Photo-based referring expression data:
-- Opening Marker --
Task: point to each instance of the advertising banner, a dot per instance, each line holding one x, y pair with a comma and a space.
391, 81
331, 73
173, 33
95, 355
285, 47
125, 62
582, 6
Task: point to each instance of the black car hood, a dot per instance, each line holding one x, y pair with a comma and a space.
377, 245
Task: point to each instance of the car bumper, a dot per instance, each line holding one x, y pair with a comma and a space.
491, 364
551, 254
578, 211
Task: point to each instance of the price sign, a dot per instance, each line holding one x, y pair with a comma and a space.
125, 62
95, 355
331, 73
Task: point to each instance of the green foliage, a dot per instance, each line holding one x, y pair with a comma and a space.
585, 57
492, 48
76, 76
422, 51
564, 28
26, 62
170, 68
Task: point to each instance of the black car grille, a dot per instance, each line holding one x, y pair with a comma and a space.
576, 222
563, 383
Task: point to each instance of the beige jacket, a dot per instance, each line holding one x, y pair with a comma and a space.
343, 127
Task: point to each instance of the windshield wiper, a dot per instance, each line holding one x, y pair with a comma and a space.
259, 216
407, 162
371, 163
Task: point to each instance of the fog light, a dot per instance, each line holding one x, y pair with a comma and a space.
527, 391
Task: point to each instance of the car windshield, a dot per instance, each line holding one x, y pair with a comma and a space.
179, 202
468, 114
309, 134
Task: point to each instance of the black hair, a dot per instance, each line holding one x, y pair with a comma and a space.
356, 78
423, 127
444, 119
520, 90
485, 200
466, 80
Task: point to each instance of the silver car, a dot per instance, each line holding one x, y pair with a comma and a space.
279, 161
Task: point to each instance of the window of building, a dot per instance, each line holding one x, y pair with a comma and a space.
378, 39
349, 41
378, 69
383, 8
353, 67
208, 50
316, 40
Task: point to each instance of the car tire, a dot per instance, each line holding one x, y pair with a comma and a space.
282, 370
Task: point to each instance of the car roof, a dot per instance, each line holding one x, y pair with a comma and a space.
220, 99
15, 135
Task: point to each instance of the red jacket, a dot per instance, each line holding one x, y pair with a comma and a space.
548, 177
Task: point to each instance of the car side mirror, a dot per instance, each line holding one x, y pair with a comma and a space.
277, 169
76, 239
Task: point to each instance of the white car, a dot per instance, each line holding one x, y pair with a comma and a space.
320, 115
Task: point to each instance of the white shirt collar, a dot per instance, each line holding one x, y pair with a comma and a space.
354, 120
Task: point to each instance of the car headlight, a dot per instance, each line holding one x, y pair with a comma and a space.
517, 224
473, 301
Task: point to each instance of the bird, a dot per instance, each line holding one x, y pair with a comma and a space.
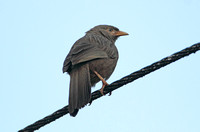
91, 59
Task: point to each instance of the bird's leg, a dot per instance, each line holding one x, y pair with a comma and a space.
103, 82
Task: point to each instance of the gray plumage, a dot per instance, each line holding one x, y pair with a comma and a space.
96, 51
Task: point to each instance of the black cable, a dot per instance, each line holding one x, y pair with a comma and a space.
113, 86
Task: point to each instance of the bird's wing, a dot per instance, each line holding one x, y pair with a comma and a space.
83, 51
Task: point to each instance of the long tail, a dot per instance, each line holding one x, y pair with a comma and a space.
80, 88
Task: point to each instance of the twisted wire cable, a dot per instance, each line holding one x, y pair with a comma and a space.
115, 85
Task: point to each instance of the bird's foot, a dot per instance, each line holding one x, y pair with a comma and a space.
90, 102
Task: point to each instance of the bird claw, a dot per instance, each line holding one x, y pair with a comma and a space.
90, 102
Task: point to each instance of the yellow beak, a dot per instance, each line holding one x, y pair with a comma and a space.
121, 33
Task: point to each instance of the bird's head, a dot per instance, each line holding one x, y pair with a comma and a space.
107, 31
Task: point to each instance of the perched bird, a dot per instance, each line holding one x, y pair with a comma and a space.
92, 58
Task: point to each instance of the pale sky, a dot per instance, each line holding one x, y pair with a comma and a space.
36, 36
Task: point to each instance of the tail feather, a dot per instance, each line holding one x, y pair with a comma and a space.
80, 88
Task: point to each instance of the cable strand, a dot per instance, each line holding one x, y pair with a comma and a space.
115, 85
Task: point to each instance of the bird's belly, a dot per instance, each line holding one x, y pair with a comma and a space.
104, 67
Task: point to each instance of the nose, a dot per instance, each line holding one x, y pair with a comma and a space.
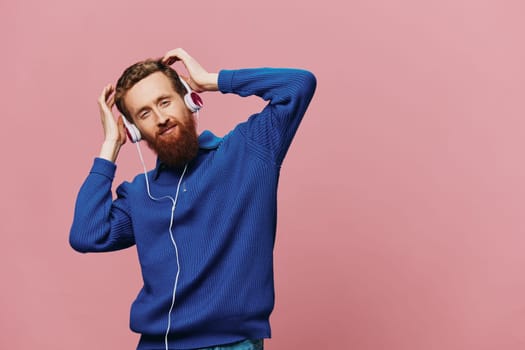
161, 117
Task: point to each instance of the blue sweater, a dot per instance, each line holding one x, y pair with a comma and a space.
224, 223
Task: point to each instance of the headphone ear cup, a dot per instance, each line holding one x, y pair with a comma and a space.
132, 131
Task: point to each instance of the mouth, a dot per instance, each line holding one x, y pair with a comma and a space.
168, 130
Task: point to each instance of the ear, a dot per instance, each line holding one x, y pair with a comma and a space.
195, 117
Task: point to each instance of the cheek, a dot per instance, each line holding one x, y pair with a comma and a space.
147, 130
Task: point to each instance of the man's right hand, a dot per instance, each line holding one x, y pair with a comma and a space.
114, 131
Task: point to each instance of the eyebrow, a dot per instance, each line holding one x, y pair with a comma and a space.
160, 98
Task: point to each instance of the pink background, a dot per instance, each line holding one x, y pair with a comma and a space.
401, 200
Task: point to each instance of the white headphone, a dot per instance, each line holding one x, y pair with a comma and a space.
192, 100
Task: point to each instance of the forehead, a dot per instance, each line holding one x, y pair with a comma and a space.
147, 91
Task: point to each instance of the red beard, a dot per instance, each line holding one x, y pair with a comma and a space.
178, 148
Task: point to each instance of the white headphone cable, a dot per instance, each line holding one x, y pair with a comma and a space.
174, 201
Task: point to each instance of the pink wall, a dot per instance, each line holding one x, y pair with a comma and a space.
401, 203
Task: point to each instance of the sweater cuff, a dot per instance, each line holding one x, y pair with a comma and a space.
225, 81
104, 167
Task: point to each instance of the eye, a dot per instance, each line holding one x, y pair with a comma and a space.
144, 115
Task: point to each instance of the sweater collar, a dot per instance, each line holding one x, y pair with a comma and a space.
207, 141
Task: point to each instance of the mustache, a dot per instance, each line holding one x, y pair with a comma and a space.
169, 124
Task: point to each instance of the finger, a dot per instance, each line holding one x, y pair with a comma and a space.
111, 101
108, 89
121, 129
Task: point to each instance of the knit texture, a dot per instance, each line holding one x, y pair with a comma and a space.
224, 223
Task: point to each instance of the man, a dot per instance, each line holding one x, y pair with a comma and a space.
203, 221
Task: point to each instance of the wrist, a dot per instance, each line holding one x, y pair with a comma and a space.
211, 82
109, 150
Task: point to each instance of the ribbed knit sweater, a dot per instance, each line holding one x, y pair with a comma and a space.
224, 222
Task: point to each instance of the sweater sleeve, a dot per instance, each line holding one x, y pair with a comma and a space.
289, 92
99, 223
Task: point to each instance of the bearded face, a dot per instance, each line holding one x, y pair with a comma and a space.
163, 119
176, 144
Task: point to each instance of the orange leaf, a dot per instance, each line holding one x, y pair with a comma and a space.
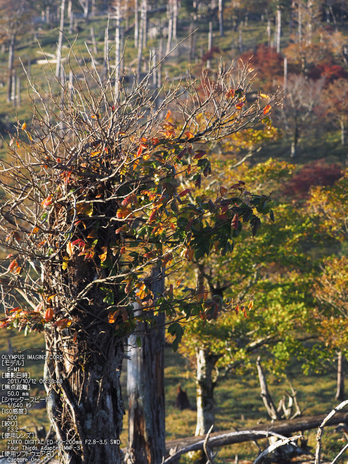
-- Closing Marker --
_Problem to work on_
Print each entry precisely as written; the pictures stay out.

_Solution below_
Task: point to each instance of the advertising banner, a dot per instance, each line holding one x, y pair with a comma and a space.
391, 81
331, 73
173, 33
95, 355
285, 47
125, 62
582, 6
Task: point to each instance of the black car hood, a dot per instance, each line holding one x, y pair with a comma and a space.
377, 245
Task: point to each instance of the car bumper, a dot per instance, each line holding one x, y pair with a comma and a space.
491, 364
551, 254
578, 211
Task: point to each instance of the price sign, a dot per instance, each line holding one x, y pair with a comma and a space.
125, 62
95, 355
331, 73
Task: point to each instance of the green foliage, a dot per instance, each line holding one x, y pair with a comma and a space.
585, 57
492, 48
76, 76
422, 51
564, 28
26, 62
170, 68
Task: point to each instance of the black car grille, a dot per instance, each line holding one x, y pair with a comma and a space.
576, 222
563, 383
Task: point to each instance of the beige jacket, a dot per instance, each line holding one x, y pair with a comma and a space.
343, 127
Task: point to each instance of the windshield wiper, a dot per instance, each line holding one x, y pair with a comma and a space.
259, 216
407, 162
371, 163
Task: point to each instance of the fog light, a dot per instance, each line holding one x, y pair with a comma and a space.
527, 391
Task: point to each instance of the car windshield, a dot per instance, each line holding one x, y pair with a comma and a space.
179, 202
468, 114
309, 134
Task: point to each instance of the black hair, a dot per instance, each line holding one x, y pair with a comma and a space.
356, 78
423, 127
444, 119
520, 90
485, 200
466, 80
Task: point to each instance of the silver car, a dot per instance, each line holding one x, y pair with a comma and a space.
279, 161
Task: point to each instance of the window of building, a dot per instance, each line holding one x, y pair with a comma and a space.
378, 39
349, 41
378, 69
383, 8
353, 67
208, 50
316, 40
Task: point to each instance of the car tire, a dot per instance, each line holding one x, y pair with a comma and a space.
282, 370
Task: point to each instance of the car roof, a dot per instance, each line holding one x, y pair with a comma and a space.
220, 99
15, 135
Task: point to each instance of the red jacket, a dot per instance, each line holding one x, y pair with a comma and a space.
548, 177
Task: point to each instance of the car side mirror, a dot per instance, each line holding one x, y pair with a comma and a space.
277, 169
76, 239
Task: point to each instance of the white car, a dot per instance, each line holding one x, y pair with a comma and a space.
320, 115
Task: point to each instance of the white shirt collar, a dot per instance, each line holding one x, y pair with a comma and a space.
354, 120
Task: point to each instance of the car headlight, a dot per instance, each line holding one x, y pair with a comma and a space.
517, 224
473, 301
Task: point to each instance of the bird, a dot per instance, each line holding one x, y pair with a comma and a space.
91, 59
Task: point to each instance of the bird's leg, a dot per instance, each line holding one x, y pair with a comma and a space.
103, 82
Task: point to each instance of the gray plumage, a dot per instance, each line holding one x, y pair with a comma and a space.
96, 51
Task: point to each instance of the black cable, a dot per instance, each line holding one x, y pair with a comma and a space.
113, 86
Task: point to each instance of the bird's wing, a dot per instance, each line holding one x, y pair with a comma and a space.
83, 51
Task: point to each instance of the long tail, a dot per instance, each line holding one x, y pair with a comma and a space.
80, 88
Task: point to each instance of the twisted wire cable, a dot per instance, each line holding one x, y pair with a comma and a space.
115, 85
Task: point to each instance of the bird's foot, a dot per instance, each line holding one x, y pair with a comma and a space.
90, 102
Task: point to each instance of the bird claw, a dot per instance, each line holding one x, y pair with a comma and a space.
90, 102
Task: point to each instance of the yellow beak, a dot per instance, each line holding one x, y pair with a comma and a space.
121, 33
Task: point to each instance of the bird's head, a dot per instance, each line holding one x, y pair with a comma and a space.
107, 31
Task: point to each instance of the perched bird, a dot per instance, each line holding one x, y pair with a comma and a space.
92, 58
Task: point to each instance of the pale sky, a dot per instance, each line holding one x, y pair with a comma and a space.
36, 36
Task: point to each instance of the tail feather, a dot per instance, each line holding one x, y pair with a comma and a space.
80, 88
Task: point to each instance of the cable strand, a dot per instance, each line holding one x, y pair with a comma and a space.
115, 85
Task: point to each instance of the bird's belly, a dot per instance, each line holding one x, y pair with a comma and a space.
104, 67
Task: point to each instance of the nose, a dot per instance, each line holding one x, y pair with a comma and a space.
161, 117
Task: point to each instance of the blue sweater, a dot per instance, each line holding one x, y pair with a comma and a space.
224, 223
Task: point to each instance of the headphone ear cup, a dot per instance, each line holding one x, y pair with a comma and a space.
132, 131
Task: point to each instance of the mouth, a dot per instance, each line holding one x, y pair with a comma and a space.
168, 130
Task: point to each instance of the ear, a dot per instance, each line holding one x, y pair with a comma and a space.
195, 117
Task: point to each instance of the cheek, a dot per instance, each line holding one x, y pair with a comma and a space.
147, 130
Task: point to each instance of the man's right hand, a dot per instance, each line holding one x, y pair with a comma and a space.
114, 131
Task: point to each instance of the eyebrow, a dot per instance, each line holding one x, y pair with a comma and a space.
160, 98
Task: point to each instance of the pink background, a dot per instance, each line holding one x, y pair with a comma and a space.
401, 200
Task: point to each instance of the white headphone, a dot per instance, each line holding one x, y pair with a comma and a space.
192, 100
Task: point to each instance of the forehead, a dot per instance, each line holding one x, y pair with a comma and a space.
147, 91
Task: point to each instance of the red beard, a dot per instance, each line holding one x, y pair with a comma and a space.
178, 148
Task: point to each instance of the white headphone cable, a dot per instance, each line holding one x, y pair with a comma and a space.
174, 201
Task: point to each instance of the pink wall, a dot per instance, each line holding one x, y pair with a comma and a space.
401, 203
Task: point to each instance of the sweater cuff, a dot per instance, each line holding one x, y pair with a comma and a space.
225, 81
104, 167
Task: point to each instance of the eye, a dot per instance, each line holding one x, y pair with a comma and a space.
144, 115
Task: point to each instance of the sweater collar, a dot per instance, each line holding one x, y pair with a comma and a space.
207, 141
Task: point to each instance of the mustache, a dot per instance, each line holding one x, y pair with a comma and a space.
169, 124
Task: point to each instance of the finger, a dot per instance, each line holding one x, y pair with a comma and a space.
111, 101
108, 89
121, 129
Task: point to each instance of the knit texture, a dot per instance, each line holding one x, y pair with a comma and a space.
224, 223
Task: point to each instance of the man, a dot per instance, each line holding one x, y pair with a comma and a space.
203, 221
Task: point to each instance of the wrist, a dot per instance, each line holding one x, y pair with a comma and a space.
211, 82
109, 150
Task: point to each instance of the ribbed knit sweater, a dot per instance, each line holding one x, y pair with a comma and a space.
224, 222
Task: point to each instance of the sweater sleeve, a dot per instance, each line holding one x, y pair with a comma and a space.
289, 92
99, 223
Task: point to each instance of the bearded face, a dot per instance, each line holding one x, y pair with a comma and a space.
163, 119
176, 144
Task: point to each instance of the orange leaf, a dot per instance, each line holding one x, y pair with a comma and a space.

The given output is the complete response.